AIM OF THE TASK | Retype each entry. Leave nothing out.

INFORMATION GIVEN |
======

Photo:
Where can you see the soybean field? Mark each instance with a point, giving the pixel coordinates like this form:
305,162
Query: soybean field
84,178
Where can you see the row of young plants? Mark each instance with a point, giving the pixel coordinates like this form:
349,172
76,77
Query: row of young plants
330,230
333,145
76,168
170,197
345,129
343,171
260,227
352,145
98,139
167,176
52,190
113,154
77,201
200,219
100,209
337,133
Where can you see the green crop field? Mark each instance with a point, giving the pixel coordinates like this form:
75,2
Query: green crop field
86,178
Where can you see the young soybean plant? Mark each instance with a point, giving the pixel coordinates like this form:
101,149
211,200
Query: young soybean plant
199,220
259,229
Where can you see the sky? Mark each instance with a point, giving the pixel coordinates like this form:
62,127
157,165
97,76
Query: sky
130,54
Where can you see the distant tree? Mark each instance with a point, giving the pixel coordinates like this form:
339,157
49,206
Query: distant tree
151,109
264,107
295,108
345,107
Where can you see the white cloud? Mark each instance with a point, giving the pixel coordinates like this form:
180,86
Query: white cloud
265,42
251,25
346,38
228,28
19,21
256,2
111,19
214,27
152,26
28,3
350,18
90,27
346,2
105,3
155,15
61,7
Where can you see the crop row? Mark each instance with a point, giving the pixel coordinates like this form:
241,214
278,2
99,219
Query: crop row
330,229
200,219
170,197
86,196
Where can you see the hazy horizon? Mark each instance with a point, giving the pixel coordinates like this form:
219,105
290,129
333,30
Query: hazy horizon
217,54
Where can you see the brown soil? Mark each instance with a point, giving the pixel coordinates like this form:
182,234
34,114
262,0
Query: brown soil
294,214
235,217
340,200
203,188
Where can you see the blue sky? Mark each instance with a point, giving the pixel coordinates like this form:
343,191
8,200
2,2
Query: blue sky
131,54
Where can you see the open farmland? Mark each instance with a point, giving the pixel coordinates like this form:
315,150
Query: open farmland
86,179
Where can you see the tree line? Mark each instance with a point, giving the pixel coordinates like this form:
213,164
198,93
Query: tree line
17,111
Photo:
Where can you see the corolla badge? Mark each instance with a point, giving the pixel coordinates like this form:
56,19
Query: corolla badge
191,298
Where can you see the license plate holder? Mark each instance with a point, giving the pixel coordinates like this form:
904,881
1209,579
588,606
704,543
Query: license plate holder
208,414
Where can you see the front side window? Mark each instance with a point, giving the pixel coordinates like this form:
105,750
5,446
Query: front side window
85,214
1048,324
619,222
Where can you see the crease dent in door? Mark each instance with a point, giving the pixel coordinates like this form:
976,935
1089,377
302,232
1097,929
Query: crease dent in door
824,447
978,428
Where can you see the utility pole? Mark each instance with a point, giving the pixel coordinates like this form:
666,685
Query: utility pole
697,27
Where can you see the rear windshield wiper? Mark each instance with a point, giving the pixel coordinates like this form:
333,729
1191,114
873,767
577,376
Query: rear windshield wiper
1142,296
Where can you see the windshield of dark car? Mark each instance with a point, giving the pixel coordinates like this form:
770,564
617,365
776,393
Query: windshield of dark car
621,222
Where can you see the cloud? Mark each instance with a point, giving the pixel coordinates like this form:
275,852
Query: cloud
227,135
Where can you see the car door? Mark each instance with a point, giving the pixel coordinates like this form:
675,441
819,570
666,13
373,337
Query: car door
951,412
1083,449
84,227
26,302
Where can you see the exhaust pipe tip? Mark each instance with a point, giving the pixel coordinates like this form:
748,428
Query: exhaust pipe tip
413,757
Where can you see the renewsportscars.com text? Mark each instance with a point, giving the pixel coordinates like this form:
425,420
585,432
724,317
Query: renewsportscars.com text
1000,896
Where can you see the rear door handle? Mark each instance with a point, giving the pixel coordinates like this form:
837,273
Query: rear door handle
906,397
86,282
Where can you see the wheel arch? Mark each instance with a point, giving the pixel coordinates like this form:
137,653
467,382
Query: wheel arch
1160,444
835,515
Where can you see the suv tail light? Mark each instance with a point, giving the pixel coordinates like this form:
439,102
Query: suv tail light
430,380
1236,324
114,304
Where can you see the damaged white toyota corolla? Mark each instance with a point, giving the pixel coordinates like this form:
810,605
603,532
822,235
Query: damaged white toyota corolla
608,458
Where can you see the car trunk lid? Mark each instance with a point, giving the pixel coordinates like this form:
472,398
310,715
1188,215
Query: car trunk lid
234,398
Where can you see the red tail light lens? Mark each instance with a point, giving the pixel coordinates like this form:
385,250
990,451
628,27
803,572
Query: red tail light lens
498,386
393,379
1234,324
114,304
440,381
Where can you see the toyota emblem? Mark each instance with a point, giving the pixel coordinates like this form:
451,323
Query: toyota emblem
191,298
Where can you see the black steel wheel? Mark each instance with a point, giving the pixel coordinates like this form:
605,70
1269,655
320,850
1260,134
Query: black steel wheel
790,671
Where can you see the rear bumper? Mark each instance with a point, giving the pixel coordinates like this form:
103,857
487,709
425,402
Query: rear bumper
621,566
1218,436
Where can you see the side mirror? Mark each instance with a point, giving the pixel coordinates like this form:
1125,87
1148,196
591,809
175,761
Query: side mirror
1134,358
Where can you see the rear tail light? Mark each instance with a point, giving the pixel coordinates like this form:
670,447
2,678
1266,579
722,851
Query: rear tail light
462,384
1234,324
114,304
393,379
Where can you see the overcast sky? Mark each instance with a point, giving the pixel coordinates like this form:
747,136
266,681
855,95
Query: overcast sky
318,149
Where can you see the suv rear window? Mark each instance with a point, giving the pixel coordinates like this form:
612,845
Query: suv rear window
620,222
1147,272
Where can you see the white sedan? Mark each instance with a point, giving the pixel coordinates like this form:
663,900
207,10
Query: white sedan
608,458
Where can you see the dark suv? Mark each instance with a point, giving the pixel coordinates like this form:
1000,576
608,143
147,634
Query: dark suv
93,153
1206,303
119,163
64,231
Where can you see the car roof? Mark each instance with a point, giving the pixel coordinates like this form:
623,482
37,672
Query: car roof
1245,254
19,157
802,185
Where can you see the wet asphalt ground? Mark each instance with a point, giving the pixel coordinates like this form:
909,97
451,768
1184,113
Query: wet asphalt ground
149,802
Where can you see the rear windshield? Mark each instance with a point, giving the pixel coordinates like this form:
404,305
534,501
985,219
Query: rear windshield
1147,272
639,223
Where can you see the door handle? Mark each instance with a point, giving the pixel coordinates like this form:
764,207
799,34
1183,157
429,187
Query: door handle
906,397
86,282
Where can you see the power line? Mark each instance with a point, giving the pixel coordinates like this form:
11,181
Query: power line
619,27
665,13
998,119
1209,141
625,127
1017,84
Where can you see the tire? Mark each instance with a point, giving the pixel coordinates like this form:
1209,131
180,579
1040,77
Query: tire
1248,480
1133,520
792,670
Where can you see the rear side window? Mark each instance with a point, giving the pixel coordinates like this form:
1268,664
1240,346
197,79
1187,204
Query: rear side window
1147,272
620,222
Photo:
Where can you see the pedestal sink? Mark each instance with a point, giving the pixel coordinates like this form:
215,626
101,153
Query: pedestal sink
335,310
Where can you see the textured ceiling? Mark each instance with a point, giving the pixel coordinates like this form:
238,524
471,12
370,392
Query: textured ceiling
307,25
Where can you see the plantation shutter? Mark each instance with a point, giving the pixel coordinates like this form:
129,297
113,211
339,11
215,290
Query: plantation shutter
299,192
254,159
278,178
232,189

======

OUTPUT BELOW |
Photo:
Where can you see the soybean field? Mark each instance with a point, giving the pixel coordinates like this form:
305,162
Query: soybean field
84,178
Where can you see the row of young plants? Mark each instance with a point, giving the pixel coordinates like this form:
349,172
76,77
Query: row of young plants
330,230
333,145
76,168
170,197
345,129
343,171
260,227
352,145
98,139
167,176
52,190
113,154
77,201
200,219
100,209
337,133
Where can you see the green crop field? Mark each instance with a point, giving the pixel coordinates like this form:
75,2
Query: green crop field
86,178
Where can you see the young soybean plant? Mark each instance with a point, giving the pixel coordinates like this form:
101,149
211,200
Query: young soybean plant
199,220
259,229
Where can you see the sky? Mark each instance with a point, giving the pixel coordinates like this form:
62,127
157,165
97,76
Query: sky
130,54
Where can you see the distant tree? Mark each instance with a point, giving the pixel coordinates like this form:
339,157
49,206
Query: distant tree
151,109
264,107
295,108
345,107
Where can you see the white cloud? Mark each instance with a point, giving the pixel coordinates like this form:
180,86
Query: white cloud
265,42
251,25
346,38
228,28
19,21
256,2
111,19
214,27
152,26
28,3
350,18
90,27
346,2
105,3
155,15
61,7
Where can you see the crop row? Mark each instance with a point, giving the pixel coordinates like this form:
241,214
278,2
99,219
Query: crop row
330,229
200,219
170,197
86,196
Where can you see the hazy horizon? Mark each instance with a point, giving the pixel coordinates like this form:
219,105
290,129
333,30
Query: hazy horizon
217,54
Where can you see the brown soil? Mark each instance with a point, giving the pixel coordinates like this form:
182,234
34,114
262,0
Query: brown soil
294,214
235,217
340,200
203,188
Where can you see the blue sky? Mark each instance with a point, giving the pixel coordinates like this form:
343,191
8,200
2,2
Query: blue sky
131,54
Where can you see the open farmland? Mark each instance with a point, giving the pixel coordinates like this form:
315,150
Query: open farmland
86,179
Where can you see the tree line? Mark each instance with a point, giving the pixel coordinates like this form:
213,164
198,93
Query: tree line
17,111
Photo:
Where can you see the corolla badge? Mark each instance with a point, giving the pixel coordinates like this form:
56,19
Query: corolla badge
191,298
Where can you see the license plate holder? Mark each instance with a point, giving the pixel coordinates like this form:
904,881
1209,579
588,606
704,543
Query: license plate holder
208,414
Where can you see the front side window? Mark each instance with a point, giving the pixel coordinates like this form:
105,750
5,446
Query: front side window
85,214
1048,324
619,222
Where can you see the crease dent in door? Mark each instance with a point, giving the pixel coordinates like this form:
976,935
1089,377
302,232
1097,929
Query: crease dent in door
824,447
978,428
Where can you see the utility pole? Mark each instance with a point, giving the pixel coordinates like this form:
666,685
Query: utility pole
697,27
Where can you see the rear windshield wiper? Mark each instance with a point, giving the pixel coordinates like this form:
333,729
1191,114
873,767
577,376
Query: rear windshield wiper
1142,296
Where can you see the windshield of dark car? Mark each instance with a point, giving the pixel coordinates like this form:
770,564
617,365
776,393
Query: windshield of dark car
621,222
Where can you see the cloud? Mark each instance with a point, giving the pixel coordinates like this form:
275,852
Query: cloud
227,135
Where can you see the car door? Mark each instance with a point, giving the pixel coordinates like this form:
675,441
819,570
666,13
373,337
Query: car door
951,412
1083,449
84,227
26,302
Where can you see the exhaust pipe tip? Mark each instance with a point, giving the pixel coordinates like this form:
748,428
Query: exhaust pipe tip
413,757
Where can you see the renewsportscars.com text? Mark each instance with a point, giving the pixel coordinates like this form:
425,420
585,432
724,317
Query: renewsportscars.com text
1000,896
Where can you see the rear door handle? Mark each instance with a point, giving the pixel coordinates like this form:
837,273
Query: rear door handle
906,397
86,282
Where can you see the wheel arch? Mark each instance with a point, giving the pixel coordinates like this form:
137,653
467,382
Query: wheel arch
1160,444
835,515
Where can you see the suv tail light? Mark each instance with a point, giving the pixel coordinates like this form:
439,102
Query: suv tail light
430,380
1236,324
114,304
Where can you see the damaged white toyota corolla? Mark each instance with a point, giving the pixel coordinates like this form:
810,605
603,532
822,235
Query: damaged white toyota corolla
608,458
Where can you see the car trunk lid? Mark each instance with a point, giving the pixel coordinates like this form:
472,398
310,715
1188,215
Query: car trunk lid
234,398
Where can you see the red tail light lens? Mark each instance with a point, giving the pixel coordinates like this form:
385,250
990,451
628,27
803,572
Query: red tail light lens
498,386
393,379
1234,324
114,304
440,381
Where can you see the toyota emblem? Mark each instance with a point, giving the pixel coordinates like this form:
451,323
Query: toyota emblem
191,298
Where can you see the black steel wheel? Mark each instance with a point, giving the pixel coordinates like this form:
605,70
1269,655
320,850
1260,134
Query: black steel wheel
790,671
Where can you see the rear bumper? Mark each instance with a point, giving the pixel coordinates like this form:
103,857
487,709
425,402
Query: rear bumper
621,566
1218,436
Where can you see the side mirror? Mark each instance with a point, giving the pixel coordinates like this form:
1125,87
1148,196
591,809
175,761
Query: side mirror
1134,358
Where can you see the rear tail light? Mark each instance with a point, giving the pixel coordinates like this form:
670,447
2,678
1266,579
722,851
Query: rear tail light
462,384
1234,324
114,304
393,379
Where can you see the overcast sky? Mark each instance with a point, giving the pixel coordinates like this form:
747,136
266,681
855,95
Query: overcast sky
318,149
Where can you see the suv rear window? Mark each instance with a point, giving the pixel coordinates like this form:
612,845
Query: suv rear window
620,222
1147,272
Where can you see the white sedan? Mark each instance with a point, giving the pixel coordinates like this form:
663,900
207,10
Query: white sedan
608,458
Where can you see the dark suv? Mark each instance with a point, giving the pixel coordinates like this form:
1000,576
608,143
147,634
Query: dark suv
93,153
1206,303
119,163
64,231
Where can you see the car roof? Mark each instance with a point, giving the pixel coordinates like this form:
623,482
37,672
Query: car roof
1245,254
19,157
802,185
Where can you see the wet asphalt ground? Mark each instance with a point, giving the pixel coordinates like this form:
909,97
451,768
1184,113
Query: wet asphalt ground
149,802
Where can you see the rear windshield? Mark each instance with a point, giving the pixel coordinates like this form:
404,305
534,501
985,219
Query: rear windshield
1147,272
639,223
Where can you see the door handle? Mark each instance with a point, giving the pixel coordinates like this form:
764,207
799,34
1183,157
429,187
Query: door handle
906,397
86,282
Where can you see the power line? Mark each instance with a point, giving the pixel coordinates like this form:
11,181
Query: power line
619,27
665,13
998,119
1209,141
625,127
1017,84
Where can you see the tire? Mark each instance with a point, giving the pixel coordinates like this form:
1209,131
180,579
1040,77
Query: tire
1248,480
1133,520
792,670
Where can you see the rear side window? Mark each instance with a point, giving the pixel coordinates like this form:
1268,664
1240,346
197,79
1187,204
Query: rear side window
1147,272
620,222
Photo:
Where can you see the pedestal sink? Mark each instance with a point, giving the pixel coordinates like this form:
215,626
101,153
Query: pedestal sink
335,310
Where can you see the textured ceiling? Mark each instance with a point, giving the pixel coordinates like this form:
238,524
471,12
370,392
Query: textured ceiling
307,25
Where can you see the plantation shutter? Mark each instance with a point, giving the pixel coordinates like this form:
129,297
113,211
339,11
215,290
Query: plantation shutter
299,192
254,159
278,178
232,189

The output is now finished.